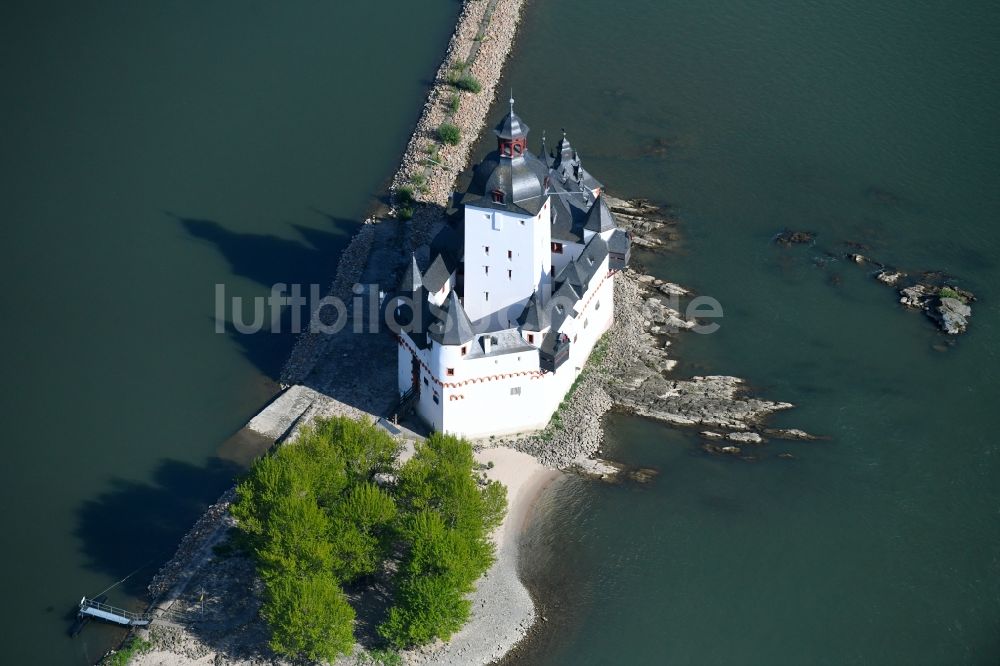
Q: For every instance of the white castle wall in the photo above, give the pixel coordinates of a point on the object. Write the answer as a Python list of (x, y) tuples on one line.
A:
[(477, 399), (519, 258)]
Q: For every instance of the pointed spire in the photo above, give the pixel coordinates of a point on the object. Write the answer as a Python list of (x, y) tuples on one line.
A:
[(454, 327), (599, 217), (511, 127), (565, 155), (411, 280)]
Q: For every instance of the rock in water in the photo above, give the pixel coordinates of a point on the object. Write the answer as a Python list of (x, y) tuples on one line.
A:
[(952, 315), (914, 297)]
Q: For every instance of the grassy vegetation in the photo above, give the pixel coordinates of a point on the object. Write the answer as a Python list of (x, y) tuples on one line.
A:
[(132, 648), (449, 133), (404, 195), (384, 657), (315, 520), (948, 292), (419, 181), (464, 81)]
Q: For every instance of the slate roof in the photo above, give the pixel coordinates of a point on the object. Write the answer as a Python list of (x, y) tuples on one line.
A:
[(411, 280), (599, 217), (511, 127), (535, 317), (453, 327), (437, 274), (619, 242)]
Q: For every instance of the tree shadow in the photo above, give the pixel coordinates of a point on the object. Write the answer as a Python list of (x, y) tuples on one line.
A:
[(135, 524), (268, 259)]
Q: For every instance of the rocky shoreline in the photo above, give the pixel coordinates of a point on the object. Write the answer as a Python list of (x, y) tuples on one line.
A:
[(208, 577)]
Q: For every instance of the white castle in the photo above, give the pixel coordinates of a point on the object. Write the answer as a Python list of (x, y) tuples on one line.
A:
[(500, 324)]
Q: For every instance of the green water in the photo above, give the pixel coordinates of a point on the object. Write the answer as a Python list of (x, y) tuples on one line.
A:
[(150, 151), (870, 122)]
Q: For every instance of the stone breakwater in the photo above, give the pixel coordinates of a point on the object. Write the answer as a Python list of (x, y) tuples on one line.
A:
[(497, 20)]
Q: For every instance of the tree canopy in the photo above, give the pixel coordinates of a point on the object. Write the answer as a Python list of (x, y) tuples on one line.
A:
[(314, 520)]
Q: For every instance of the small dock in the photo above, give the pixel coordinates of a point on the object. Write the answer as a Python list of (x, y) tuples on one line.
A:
[(101, 611)]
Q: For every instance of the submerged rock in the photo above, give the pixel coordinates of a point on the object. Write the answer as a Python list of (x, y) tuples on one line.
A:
[(952, 315), (789, 237), (889, 276)]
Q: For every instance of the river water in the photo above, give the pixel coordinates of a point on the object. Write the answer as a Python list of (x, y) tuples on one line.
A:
[(867, 122), (150, 151)]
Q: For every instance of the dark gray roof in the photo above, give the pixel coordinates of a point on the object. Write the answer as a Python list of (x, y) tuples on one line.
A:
[(593, 255), (411, 280), (519, 183), (534, 317), (453, 327), (572, 274), (599, 217), (511, 127), (619, 242), (437, 274)]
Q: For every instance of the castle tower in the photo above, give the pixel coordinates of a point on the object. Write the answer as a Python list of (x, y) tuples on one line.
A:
[(507, 231)]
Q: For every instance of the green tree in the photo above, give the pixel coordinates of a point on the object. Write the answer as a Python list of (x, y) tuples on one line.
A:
[(445, 529), (309, 616)]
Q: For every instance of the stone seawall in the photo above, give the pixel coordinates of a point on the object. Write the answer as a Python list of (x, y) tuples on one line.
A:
[(497, 20)]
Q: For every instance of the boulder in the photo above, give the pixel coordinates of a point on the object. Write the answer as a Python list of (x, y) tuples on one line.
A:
[(952, 315)]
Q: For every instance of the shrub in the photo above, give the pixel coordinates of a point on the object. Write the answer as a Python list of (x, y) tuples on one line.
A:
[(450, 134), (464, 81), (948, 292), (446, 529), (404, 195), (131, 648)]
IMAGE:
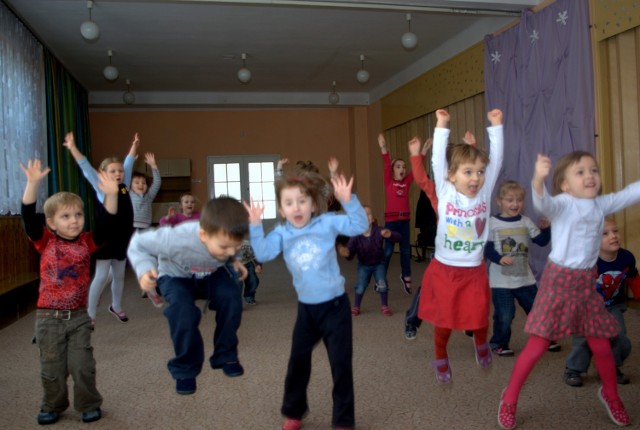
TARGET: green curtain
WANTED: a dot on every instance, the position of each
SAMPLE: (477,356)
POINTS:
(67,110)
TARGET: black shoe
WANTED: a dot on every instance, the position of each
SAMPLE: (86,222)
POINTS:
(503,351)
(91,416)
(186,386)
(233,369)
(621,378)
(45,418)
(554,347)
(572,378)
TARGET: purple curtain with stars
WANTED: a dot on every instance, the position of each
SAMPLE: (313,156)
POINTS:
(539,73)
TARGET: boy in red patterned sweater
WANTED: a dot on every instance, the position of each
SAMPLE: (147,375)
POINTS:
(63,327)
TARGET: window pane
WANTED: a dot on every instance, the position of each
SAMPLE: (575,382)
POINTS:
(233,172)
(220,189)
(220,173)
(234,190)
(268,191)
(255,192)
(267,172)
(269,210)
(254,172)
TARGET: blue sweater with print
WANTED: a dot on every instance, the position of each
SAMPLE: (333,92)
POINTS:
(310,252)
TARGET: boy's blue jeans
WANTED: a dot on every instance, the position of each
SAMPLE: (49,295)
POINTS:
(379,273)
(504,310)
(580,355)
(252,281)
(401,227)
(222,290)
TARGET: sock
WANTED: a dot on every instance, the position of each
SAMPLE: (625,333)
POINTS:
(358,300)
(441,336)
(384,297)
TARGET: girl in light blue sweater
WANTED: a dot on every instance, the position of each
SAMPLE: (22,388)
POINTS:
(307,241)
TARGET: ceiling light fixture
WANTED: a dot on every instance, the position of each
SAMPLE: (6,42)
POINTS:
(334,97)
(244,74)
(128,97)
(409,40)
(362,76)
(110,72)
(89,29)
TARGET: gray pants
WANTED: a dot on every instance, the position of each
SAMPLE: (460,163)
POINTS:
(580,355)
(65,349)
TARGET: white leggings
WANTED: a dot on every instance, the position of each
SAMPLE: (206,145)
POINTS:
(100,279)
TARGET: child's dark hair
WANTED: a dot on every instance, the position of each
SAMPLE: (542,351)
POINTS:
(458,153)
(225,215)
(510,186)
(560,170)
(310,183)
(61,200)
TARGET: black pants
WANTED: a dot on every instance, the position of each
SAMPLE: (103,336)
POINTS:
(330,322)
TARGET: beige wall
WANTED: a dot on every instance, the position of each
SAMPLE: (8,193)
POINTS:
(298,134)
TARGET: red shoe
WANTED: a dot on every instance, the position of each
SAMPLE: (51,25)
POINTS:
(506,414)
(444,377)
(615,409)
(291,424)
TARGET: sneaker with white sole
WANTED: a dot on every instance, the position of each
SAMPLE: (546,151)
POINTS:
(615,409)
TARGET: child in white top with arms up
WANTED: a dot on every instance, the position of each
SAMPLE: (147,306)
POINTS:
(567,302)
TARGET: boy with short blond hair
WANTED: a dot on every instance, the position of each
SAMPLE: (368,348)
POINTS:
(196,260)
(63,327)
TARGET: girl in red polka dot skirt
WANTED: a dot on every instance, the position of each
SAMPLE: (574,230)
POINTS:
(567,302)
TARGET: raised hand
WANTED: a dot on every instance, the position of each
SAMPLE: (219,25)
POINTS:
(150,159)
(255,211)
(333,166)
(426,146)
(342,188)
(495,117)
(443,118)
(414,146)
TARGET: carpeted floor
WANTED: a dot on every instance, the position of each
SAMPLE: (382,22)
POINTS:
(395,385)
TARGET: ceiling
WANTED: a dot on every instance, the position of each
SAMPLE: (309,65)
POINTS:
(181,52)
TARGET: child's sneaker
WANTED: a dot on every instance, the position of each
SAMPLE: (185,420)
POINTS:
(410,332)
(615,409)
(554,347)
(291,424)
(122,317)
(406,284)
(503,351)
(506,414)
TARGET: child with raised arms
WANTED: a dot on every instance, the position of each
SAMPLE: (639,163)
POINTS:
(307,241)
(567,302)
(455,288)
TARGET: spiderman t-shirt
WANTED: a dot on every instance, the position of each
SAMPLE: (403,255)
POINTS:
(613,276)
(64,264)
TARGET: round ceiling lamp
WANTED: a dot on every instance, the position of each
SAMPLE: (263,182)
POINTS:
(89,29)
(409,40)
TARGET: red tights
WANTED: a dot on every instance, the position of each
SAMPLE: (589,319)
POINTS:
(536,347)
(442,335)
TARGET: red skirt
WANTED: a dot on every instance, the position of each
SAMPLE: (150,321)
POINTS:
(455,297)
(567,303)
********
**TASK GOAL:**
Format the records above, from their beginning up to and including the line containing "[(477, 399), (519, 258)]", as a JSON list of strings with one string per line. Skip blank lines and leave the pictures out.

**EXERCISE RESPONSE:**
[
  "Q: For every instance of the white castle wall in the photo above, give the pixel coordinates of a point on the object. Write the answer as a Python list of (x, y) tuples on one line.",
  "A:",
  "[(477, 399), (519, 258)]"
]